- _GOAL OF THE EXERCISE_
Count the lines in the listing below that contain the word "negative", and reply with only that number.

[Stored data]

-*-

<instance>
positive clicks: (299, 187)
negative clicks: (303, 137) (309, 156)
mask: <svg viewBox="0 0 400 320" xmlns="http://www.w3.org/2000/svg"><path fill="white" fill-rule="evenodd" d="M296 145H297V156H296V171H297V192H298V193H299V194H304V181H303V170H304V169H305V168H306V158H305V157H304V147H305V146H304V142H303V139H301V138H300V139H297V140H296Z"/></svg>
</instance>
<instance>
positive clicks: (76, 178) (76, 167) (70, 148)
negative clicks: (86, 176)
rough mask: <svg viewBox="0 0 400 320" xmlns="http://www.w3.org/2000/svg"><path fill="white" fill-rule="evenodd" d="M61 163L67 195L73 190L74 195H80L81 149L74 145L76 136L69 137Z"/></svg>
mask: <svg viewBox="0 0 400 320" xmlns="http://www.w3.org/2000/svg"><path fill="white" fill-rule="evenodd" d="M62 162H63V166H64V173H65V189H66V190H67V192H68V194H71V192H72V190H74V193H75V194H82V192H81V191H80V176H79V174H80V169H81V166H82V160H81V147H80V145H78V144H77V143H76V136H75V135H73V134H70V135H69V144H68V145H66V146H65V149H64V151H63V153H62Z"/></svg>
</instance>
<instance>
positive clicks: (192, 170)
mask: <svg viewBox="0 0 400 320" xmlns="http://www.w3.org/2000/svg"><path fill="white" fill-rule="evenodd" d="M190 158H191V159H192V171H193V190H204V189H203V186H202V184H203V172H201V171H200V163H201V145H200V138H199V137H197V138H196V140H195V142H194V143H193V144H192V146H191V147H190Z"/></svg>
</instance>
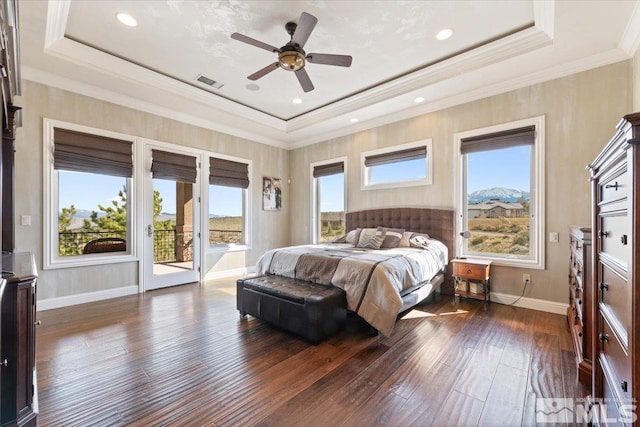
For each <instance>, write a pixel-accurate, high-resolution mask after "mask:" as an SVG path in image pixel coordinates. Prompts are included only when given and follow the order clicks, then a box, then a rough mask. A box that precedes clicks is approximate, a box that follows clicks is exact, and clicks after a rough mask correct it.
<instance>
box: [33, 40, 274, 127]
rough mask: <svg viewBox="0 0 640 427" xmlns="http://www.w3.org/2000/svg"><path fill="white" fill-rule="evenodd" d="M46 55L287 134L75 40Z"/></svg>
mask: <svg viewBox="0 0 640 427" xmlns="http://www.w3.org/2000/svg"><path fill="white" fill-rule="evenodd" d="M45 53H48V54H51V55H53V56H57V57H59V58H62V59H64V60H66V61H69V62H72V63H75V64H78V65H80V66H83V67H86V68H90V69H94V70H97V71H100V72H102V73H104V74H107V75H110V76H114V77H117V78H119V79H122V80H126V81H129V82H132V83H135V84H138V85H142V86H147V87H150V88H152V89H155V90H162V91H166V92H169V93H171V94H174V95H179V96H181V97H183V98H186V99H189V100H191V101H195V102H198V103H200V104H203V105H206V106H207V107H210V108H214V109H216V110H219V111H224V112H226V113H231V114H235V115H237V116H239V117H243V118H244V119H245V120H246V119H249V120H252V121H254V122H256V123H259V124H261V125H265V126H269V127H271V128H273V129H276V130H280V131H284V130H285V122H284V121H283V120H281V119H278V118H276V117H273V116H270V115H268V114H265V113H262V112H259V111H257V110H254V109H253V108H249V107H246V106H244V105H242V104H239V103H237V102H233V101H230V100H228V99H226V98H223V97H221V96H219V95H216V94H215V93H212V92H208V91H206V90H203V89H199V88H197V87H194V86H192V85H189V84H186V83H184V82H182V81H180V80H176V79H173V78H171V77H167V76H165V75H163V74H160V73H157V72H155V71H152V70H150V69H147V68H144V67H141V66H139V65H137V64H134V63H131V62H128V61H125V60H123V59H121V58H117V57H115V56H112V55H109V54H108V53H105V52H102V51H100V50H98V49H94V48H92V47H89V46H86V45H84V44H82V43H78V42H76V41H74V40H70V39H67V38H62V39H60V40H58V41H56V42H55V43H52V44H51V45H50V46H48V47H47V48H45Z"/></svg>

-*-

- _RESULT OF THE EXERCISE_
2